> **Material provided**:
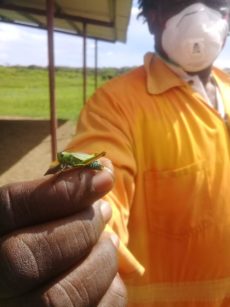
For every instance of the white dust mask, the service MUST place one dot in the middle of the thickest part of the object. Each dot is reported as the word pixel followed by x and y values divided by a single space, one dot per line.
pixel 194 37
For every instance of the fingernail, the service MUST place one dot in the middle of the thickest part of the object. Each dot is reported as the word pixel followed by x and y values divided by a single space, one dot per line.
pixel 106 211
pixel 115 240
pixel 102 182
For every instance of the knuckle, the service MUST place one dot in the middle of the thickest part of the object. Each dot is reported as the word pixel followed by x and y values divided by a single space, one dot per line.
pixel 6 210
pixel 116 296
pixel 65 293
pixel 18 266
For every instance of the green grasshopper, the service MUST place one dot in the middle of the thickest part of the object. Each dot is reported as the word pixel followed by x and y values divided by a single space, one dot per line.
pixel 76 159
pixel 67 160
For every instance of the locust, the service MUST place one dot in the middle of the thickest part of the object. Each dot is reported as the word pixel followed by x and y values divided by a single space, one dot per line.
pixel 68 160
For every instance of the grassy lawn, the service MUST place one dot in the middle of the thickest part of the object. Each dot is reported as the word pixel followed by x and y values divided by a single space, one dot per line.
pixel 24 92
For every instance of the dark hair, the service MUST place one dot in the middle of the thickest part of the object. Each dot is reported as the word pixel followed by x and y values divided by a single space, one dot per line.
pixel 145 5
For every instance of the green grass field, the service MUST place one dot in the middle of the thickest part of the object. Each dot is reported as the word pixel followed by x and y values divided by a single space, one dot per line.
pixel 24 92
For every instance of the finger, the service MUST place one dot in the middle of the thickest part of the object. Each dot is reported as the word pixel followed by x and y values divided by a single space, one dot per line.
pixel 51 197
pixel 83 286
pixel 116 296
pixel 35 255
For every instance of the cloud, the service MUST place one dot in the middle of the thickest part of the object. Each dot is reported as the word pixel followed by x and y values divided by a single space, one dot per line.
pixel 27 46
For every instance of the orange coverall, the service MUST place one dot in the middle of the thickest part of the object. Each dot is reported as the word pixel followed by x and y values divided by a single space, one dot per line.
pixel 171 199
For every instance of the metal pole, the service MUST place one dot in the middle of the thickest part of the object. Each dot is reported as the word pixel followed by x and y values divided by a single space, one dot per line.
pixel 53 119
pixel 96 64
pixel 84 64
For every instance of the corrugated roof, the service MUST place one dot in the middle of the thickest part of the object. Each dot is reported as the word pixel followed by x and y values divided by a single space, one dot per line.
pixel 106 19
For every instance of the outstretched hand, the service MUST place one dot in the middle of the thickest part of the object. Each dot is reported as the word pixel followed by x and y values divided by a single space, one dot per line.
pixel 52 252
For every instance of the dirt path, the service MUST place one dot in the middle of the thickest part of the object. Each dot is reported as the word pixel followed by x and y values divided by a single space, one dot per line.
pixel 25 147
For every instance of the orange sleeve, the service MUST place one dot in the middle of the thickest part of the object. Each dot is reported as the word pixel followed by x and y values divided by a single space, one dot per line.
pixel 105 126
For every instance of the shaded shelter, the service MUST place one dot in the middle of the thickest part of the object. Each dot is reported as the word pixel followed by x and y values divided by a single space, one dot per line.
pixel 105 20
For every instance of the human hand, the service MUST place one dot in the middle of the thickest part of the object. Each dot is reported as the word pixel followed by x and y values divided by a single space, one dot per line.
pixel 51 249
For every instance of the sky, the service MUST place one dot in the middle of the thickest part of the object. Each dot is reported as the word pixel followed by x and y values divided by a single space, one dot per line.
pixel 26 46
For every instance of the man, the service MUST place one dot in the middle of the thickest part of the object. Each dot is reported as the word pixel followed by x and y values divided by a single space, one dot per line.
pixel 52 252
pixel 165 128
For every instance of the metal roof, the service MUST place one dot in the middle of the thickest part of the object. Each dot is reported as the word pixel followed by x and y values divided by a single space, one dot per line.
pixel 105 19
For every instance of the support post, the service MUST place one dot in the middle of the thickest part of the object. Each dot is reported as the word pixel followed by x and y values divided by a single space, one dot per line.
pixel 51 65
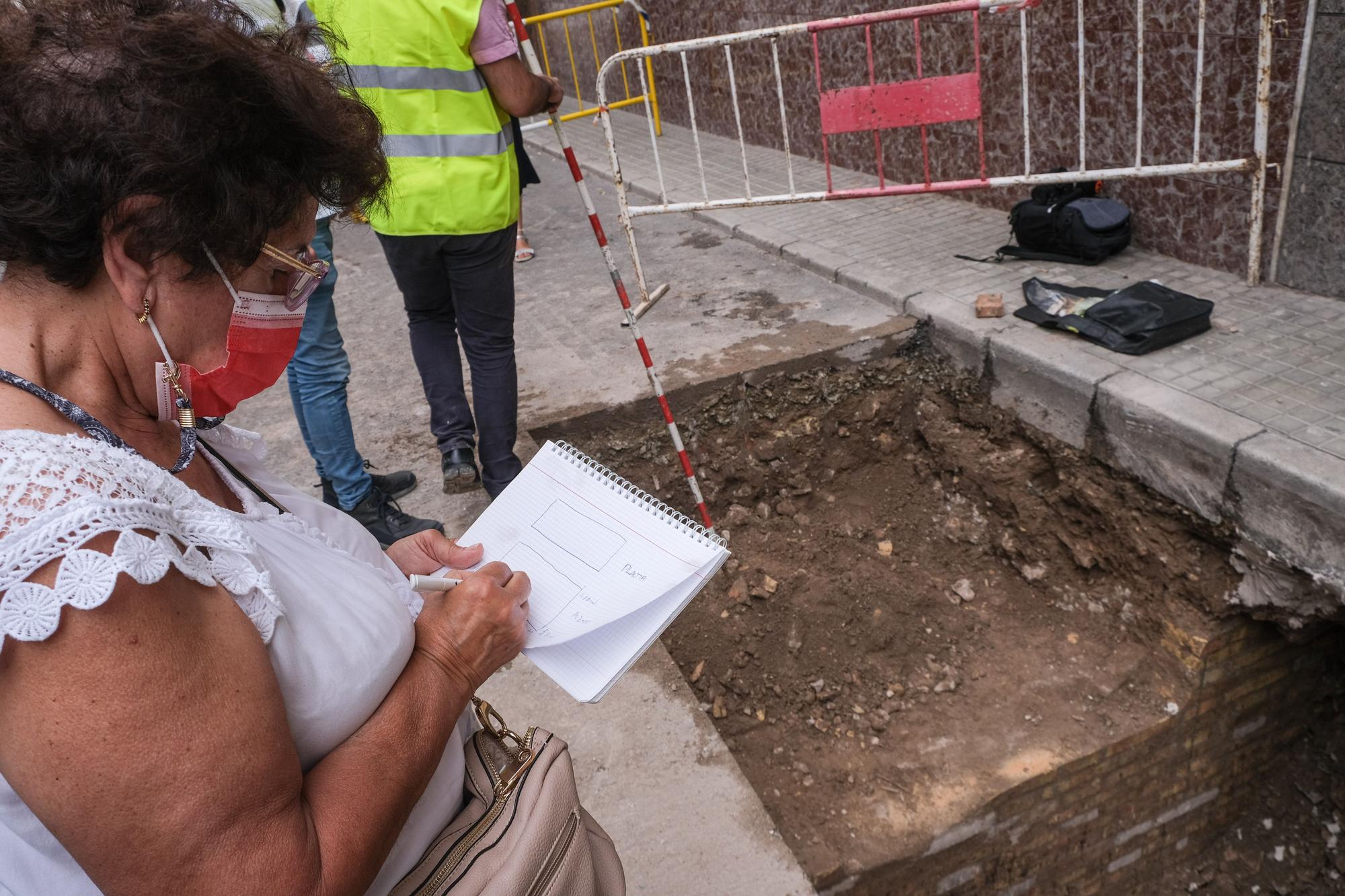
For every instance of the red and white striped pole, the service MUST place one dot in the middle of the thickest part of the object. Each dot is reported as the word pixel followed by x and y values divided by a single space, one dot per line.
pixel 531 56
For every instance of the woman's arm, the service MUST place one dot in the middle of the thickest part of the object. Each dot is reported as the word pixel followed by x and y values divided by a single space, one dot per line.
pixel 150 736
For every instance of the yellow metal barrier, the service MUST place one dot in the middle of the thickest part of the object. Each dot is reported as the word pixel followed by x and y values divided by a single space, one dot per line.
pixel 587 11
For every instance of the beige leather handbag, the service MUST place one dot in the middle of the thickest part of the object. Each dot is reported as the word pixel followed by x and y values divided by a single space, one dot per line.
pixel 523 830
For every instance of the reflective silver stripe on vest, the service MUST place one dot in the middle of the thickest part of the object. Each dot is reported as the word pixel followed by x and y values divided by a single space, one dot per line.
pixel 416 79
pixel 438 146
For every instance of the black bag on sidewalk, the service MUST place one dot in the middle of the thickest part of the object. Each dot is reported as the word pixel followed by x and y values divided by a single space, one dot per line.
pixel 1135 321
pixel 1081 231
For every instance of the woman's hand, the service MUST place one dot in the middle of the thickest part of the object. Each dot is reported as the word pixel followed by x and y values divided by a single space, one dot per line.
pixel 478 626
pixel 428 552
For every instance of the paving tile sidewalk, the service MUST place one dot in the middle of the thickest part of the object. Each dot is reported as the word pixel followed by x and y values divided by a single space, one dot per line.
pixel 1268 384
pixel 1277 356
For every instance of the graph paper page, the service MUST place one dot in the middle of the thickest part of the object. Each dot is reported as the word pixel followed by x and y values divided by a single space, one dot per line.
pixel 592 551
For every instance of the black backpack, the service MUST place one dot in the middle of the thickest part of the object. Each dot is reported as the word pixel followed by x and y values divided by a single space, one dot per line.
pixel 1133 321
pixel 1069 224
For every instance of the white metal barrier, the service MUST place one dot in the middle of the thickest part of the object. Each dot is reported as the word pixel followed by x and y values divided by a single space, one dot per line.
pixel 922 103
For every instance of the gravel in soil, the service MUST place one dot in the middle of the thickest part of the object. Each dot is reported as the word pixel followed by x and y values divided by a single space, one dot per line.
pixel 926 604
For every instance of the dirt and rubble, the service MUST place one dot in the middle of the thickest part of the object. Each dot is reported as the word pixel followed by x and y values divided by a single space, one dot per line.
pixel 926 604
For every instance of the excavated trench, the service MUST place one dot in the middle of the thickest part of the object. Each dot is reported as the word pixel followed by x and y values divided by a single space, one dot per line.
pixel 935 616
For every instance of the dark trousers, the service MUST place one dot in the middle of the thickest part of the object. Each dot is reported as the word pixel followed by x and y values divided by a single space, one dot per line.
pixel 462 288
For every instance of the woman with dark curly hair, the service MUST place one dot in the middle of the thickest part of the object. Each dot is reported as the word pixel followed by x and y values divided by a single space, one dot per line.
pixel 209 680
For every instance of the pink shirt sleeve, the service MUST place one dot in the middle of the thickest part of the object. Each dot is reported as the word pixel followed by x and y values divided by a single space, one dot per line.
pixel 494 38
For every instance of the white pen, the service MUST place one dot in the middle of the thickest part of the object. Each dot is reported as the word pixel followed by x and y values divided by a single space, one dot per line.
pixel 431 583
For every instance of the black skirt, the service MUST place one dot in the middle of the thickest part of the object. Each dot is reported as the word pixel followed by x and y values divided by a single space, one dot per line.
pixel 527 173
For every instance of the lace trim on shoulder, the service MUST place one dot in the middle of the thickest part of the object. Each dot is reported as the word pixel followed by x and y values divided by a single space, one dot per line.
pixel 60 491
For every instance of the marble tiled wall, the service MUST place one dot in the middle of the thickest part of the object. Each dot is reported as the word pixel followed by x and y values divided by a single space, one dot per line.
pixel 1199 220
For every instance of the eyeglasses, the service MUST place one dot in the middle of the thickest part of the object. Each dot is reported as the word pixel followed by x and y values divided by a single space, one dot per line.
pixel 309 271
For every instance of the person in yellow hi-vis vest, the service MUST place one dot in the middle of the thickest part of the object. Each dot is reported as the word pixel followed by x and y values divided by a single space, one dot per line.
pixel 445 79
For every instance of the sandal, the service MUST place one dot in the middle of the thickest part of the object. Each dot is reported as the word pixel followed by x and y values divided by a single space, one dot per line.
pixel 524 252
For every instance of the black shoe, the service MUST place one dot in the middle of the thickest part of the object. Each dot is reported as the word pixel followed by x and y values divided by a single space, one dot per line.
pixel 461 471
pixel 393 485
pixel 381 516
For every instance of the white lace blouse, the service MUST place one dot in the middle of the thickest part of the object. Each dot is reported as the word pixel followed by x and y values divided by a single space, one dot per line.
pixel 333 610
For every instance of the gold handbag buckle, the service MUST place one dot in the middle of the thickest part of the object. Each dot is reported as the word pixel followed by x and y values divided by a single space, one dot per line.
pixel 520 760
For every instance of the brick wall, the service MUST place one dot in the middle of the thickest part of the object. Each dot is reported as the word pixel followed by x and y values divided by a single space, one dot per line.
pixel 1196 220
pixel 1110 821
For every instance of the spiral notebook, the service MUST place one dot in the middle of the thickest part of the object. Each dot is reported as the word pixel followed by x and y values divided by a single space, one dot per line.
pixel 611 565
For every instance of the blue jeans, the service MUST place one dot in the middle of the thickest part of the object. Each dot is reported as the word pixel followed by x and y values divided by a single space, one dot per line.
pixel 318 376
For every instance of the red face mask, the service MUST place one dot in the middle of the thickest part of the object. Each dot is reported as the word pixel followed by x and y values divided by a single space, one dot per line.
pixel 263 335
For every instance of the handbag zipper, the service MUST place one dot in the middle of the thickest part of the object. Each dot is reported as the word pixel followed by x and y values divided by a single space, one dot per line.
pixel 465 845
pixel 553 864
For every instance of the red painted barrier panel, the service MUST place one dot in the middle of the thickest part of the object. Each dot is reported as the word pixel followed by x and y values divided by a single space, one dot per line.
pixel 902 104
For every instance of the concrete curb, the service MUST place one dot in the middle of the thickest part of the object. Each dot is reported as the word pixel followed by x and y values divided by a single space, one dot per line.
pixel 1291 499
pixel 1179 446
pixel 1286 497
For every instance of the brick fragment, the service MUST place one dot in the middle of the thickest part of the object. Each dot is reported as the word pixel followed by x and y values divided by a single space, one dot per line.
pixel 991 304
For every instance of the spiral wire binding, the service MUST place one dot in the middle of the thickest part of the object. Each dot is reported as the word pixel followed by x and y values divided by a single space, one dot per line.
pixel 638 495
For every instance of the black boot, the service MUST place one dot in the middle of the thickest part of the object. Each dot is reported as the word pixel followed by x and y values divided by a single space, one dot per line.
pixel 381 516
pixel 393 485
pixel 461 471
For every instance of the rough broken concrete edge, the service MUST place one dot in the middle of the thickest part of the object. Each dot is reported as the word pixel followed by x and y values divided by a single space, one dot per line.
pixel 1130 417
pixel 1307 481
pixel 688 395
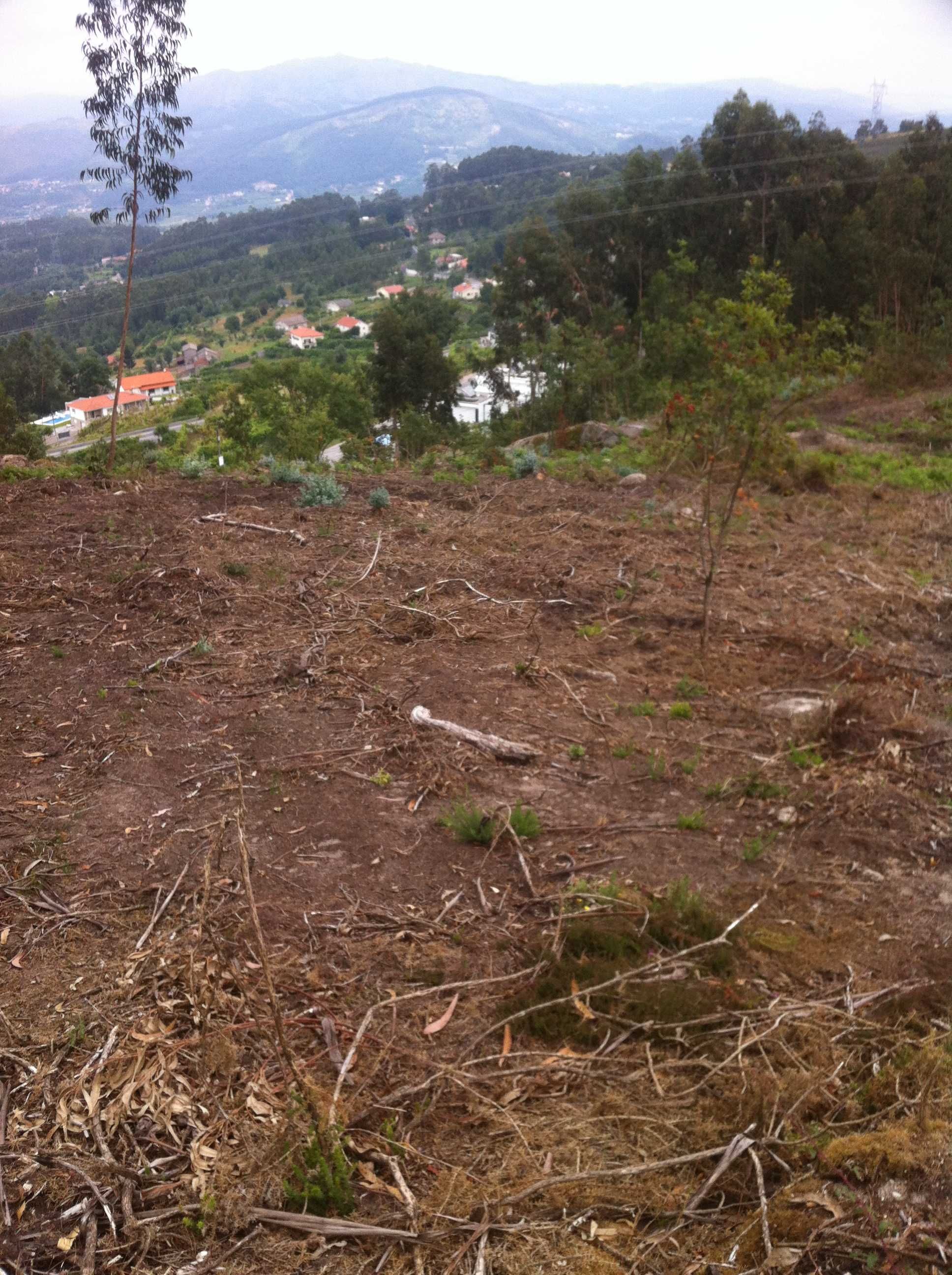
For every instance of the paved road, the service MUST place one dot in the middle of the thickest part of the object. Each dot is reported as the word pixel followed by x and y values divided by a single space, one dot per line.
pixel 143 435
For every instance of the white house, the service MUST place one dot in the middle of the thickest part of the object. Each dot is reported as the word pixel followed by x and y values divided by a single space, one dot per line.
pixel 477 398
pixel 287 322
pixel 86 411
pixel 305 338
pixel 468 291
pixel 350 326
pixel 157 387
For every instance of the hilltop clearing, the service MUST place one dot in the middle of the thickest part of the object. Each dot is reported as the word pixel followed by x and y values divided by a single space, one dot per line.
pixel 223 845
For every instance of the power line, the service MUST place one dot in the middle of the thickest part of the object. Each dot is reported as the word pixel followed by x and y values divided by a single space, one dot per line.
pixel 700 201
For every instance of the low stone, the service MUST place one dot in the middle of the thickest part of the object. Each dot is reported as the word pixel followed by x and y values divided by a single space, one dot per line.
pixel 806 714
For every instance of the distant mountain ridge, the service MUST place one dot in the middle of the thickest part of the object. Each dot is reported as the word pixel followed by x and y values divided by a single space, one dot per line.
pixel 356 125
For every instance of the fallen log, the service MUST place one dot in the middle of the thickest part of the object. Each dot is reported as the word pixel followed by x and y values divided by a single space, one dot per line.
pixel 509 750
pixel 251 527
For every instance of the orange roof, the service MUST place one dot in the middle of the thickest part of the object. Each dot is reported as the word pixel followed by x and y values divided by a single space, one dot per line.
pixel 149 382
pixel 104 401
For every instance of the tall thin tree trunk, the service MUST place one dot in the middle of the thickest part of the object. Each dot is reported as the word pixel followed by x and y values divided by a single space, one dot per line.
pixel 129 277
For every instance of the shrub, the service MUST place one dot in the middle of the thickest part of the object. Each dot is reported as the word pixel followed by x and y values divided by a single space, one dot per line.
pixel 524 821
pixel 194 467
pixel 470 824
pixel 524 463
pixel 320 1180
pixel 322 491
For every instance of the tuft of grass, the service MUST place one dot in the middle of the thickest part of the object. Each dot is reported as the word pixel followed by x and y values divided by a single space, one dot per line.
pixel 524 463
pixel 319 491
pixel 756 846
pixel 194 467
pixel 690 690
pixel 320 1179
pixel 470 824
pixel 593 630
pixel 283 472
pixel 524 821
pixel 694 823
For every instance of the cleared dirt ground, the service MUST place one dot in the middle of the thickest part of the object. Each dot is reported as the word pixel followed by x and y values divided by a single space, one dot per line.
pixel 169 686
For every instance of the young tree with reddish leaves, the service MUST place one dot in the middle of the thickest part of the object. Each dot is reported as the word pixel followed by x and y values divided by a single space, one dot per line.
pixel 132 51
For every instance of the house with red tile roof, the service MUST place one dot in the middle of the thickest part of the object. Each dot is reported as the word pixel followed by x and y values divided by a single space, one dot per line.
pixel 156 386
pixel 86 411
pixel 305 338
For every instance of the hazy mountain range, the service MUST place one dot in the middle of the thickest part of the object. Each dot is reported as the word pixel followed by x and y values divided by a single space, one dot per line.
pixel 358 125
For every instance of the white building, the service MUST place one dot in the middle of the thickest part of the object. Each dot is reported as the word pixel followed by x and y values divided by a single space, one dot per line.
pixel 305 338
pixel 477 398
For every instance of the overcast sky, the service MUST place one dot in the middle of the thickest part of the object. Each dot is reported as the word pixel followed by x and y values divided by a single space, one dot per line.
pixel 815 44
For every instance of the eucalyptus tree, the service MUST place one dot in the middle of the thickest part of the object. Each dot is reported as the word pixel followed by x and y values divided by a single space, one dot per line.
pixel 132 51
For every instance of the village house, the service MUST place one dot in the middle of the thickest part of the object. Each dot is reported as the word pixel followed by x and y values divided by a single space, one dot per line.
pixel 352 327
pixel 86 411
pixel 305 338
pixel 468 291
pixel 156 386
pixel 287 322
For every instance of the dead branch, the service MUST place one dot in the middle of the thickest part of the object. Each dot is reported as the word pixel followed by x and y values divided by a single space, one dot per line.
pixel 506 750
pixel 337 1228
pixel 251 527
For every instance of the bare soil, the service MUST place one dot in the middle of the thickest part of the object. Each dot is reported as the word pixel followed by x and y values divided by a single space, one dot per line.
pixel 164 681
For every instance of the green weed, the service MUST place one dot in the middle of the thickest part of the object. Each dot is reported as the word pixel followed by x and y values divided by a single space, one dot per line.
pixel 694 823
pixel 470 824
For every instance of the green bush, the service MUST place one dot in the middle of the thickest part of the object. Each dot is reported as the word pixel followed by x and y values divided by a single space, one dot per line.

> **Your task**:
Reproduce only the lines running from the one with "For every instance of the dead" through the final line of the listing above, both ends included.

> **Exercise answer**:
For every instance of the dead branch, the service MUST place one dot in the middle of the thickest part of the object. Each dot is reported as the word pixel followed by x and y values divided by a single space, one dot per line.
pixel 506 750
pixel 337 1228
pixel 251 527
For every instance of the bare soil, the service MUST place one dot in the middle of the thickest part of the object. Each dot is reported as the word pixel followed by x and y values divided by a single space, one dot per line.
pixel 164 681
For every instance of the green weed, the service MUST place one dot in the middle of the thickest part of the object. Each dot is reported as the word pixel followed by x and y values divided by a single space, one dot per line.
pixel 694 823
pixel 470 824
For every instance of the green bush, the service MUST place one dot in the middle of the thickest part of the object. Each dot is reported as the word pixel followed by x and y values divided by a single space, one dot per line.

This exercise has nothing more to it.